### Given problem
Pick out each line in the records below that contains the word "wooden", and copy those lines.

### Recorded data
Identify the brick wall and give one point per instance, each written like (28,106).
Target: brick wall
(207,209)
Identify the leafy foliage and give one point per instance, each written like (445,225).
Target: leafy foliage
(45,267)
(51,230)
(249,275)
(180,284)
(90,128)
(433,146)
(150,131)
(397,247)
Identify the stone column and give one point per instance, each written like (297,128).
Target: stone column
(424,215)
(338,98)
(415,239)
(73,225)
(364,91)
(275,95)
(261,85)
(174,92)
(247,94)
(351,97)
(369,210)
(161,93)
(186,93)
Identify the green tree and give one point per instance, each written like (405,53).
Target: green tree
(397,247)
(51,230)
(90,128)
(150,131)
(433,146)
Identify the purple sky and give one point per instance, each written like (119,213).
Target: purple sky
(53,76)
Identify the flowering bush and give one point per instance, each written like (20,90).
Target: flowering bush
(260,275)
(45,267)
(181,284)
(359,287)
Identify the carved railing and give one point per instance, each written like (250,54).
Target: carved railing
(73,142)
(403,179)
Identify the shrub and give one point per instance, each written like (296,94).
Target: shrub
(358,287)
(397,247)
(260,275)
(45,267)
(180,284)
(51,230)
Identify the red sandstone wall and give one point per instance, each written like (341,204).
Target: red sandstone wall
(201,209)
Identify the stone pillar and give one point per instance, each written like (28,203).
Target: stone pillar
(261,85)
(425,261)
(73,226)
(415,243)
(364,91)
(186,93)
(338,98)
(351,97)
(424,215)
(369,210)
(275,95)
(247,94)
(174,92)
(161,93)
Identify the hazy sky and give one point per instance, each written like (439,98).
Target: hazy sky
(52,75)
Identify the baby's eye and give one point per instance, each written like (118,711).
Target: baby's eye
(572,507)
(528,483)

...

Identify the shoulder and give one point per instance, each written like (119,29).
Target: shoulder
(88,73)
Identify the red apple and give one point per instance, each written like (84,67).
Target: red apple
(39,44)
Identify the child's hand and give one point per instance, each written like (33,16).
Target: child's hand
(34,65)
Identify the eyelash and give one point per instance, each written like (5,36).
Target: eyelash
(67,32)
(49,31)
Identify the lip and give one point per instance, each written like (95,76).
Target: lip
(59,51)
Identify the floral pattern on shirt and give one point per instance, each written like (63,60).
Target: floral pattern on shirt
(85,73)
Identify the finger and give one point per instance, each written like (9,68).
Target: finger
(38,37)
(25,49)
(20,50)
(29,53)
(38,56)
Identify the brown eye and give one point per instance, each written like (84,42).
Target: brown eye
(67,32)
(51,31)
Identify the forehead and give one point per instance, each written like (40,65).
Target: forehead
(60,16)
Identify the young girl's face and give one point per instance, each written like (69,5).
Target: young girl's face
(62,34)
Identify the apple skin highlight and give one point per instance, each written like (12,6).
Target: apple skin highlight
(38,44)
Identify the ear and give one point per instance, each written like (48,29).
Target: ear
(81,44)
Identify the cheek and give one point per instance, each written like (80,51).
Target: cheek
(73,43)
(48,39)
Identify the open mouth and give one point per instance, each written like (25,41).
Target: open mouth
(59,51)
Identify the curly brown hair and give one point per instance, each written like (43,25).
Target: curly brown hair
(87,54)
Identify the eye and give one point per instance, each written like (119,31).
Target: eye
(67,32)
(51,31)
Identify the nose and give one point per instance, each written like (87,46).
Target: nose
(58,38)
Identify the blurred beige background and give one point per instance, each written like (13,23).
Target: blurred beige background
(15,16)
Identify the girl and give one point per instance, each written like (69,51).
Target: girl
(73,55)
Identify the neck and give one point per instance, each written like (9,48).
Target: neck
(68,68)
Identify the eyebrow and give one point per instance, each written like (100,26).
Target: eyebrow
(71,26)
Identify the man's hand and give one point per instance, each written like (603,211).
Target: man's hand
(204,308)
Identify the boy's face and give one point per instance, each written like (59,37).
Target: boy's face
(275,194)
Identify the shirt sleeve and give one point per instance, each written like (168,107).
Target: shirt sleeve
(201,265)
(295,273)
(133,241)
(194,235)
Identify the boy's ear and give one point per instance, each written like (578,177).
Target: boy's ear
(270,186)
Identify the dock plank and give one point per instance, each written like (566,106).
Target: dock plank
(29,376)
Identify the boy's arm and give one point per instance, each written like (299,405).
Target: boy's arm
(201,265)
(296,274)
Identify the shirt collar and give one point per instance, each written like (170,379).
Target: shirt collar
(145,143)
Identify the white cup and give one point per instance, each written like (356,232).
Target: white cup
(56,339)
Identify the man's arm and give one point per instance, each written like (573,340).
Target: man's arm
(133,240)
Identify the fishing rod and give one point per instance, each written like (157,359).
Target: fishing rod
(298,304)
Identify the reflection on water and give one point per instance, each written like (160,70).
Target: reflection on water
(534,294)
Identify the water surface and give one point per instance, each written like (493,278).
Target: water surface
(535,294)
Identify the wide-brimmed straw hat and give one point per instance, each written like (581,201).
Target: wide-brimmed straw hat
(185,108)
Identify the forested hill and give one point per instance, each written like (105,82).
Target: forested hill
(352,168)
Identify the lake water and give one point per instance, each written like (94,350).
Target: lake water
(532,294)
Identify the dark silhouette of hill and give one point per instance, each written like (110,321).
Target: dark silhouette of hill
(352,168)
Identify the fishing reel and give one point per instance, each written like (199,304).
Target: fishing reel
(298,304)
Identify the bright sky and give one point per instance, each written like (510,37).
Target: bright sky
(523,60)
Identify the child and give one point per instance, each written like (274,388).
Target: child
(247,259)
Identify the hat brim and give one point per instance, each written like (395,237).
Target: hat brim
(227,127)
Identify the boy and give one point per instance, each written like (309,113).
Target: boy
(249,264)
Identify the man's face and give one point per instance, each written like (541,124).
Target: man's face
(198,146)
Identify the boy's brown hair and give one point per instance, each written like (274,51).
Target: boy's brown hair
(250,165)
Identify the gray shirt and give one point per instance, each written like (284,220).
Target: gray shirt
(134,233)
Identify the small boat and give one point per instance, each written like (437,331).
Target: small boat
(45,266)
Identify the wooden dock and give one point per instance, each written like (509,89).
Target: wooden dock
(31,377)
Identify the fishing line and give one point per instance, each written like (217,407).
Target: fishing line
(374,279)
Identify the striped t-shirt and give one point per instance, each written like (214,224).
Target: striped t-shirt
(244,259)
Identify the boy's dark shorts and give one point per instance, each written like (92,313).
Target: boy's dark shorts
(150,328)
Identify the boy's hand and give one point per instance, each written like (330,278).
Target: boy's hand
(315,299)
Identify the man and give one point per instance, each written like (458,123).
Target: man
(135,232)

### Solution
Identify the wooden dock and give one point per instance, each written like (509,89).
Target: wooden dock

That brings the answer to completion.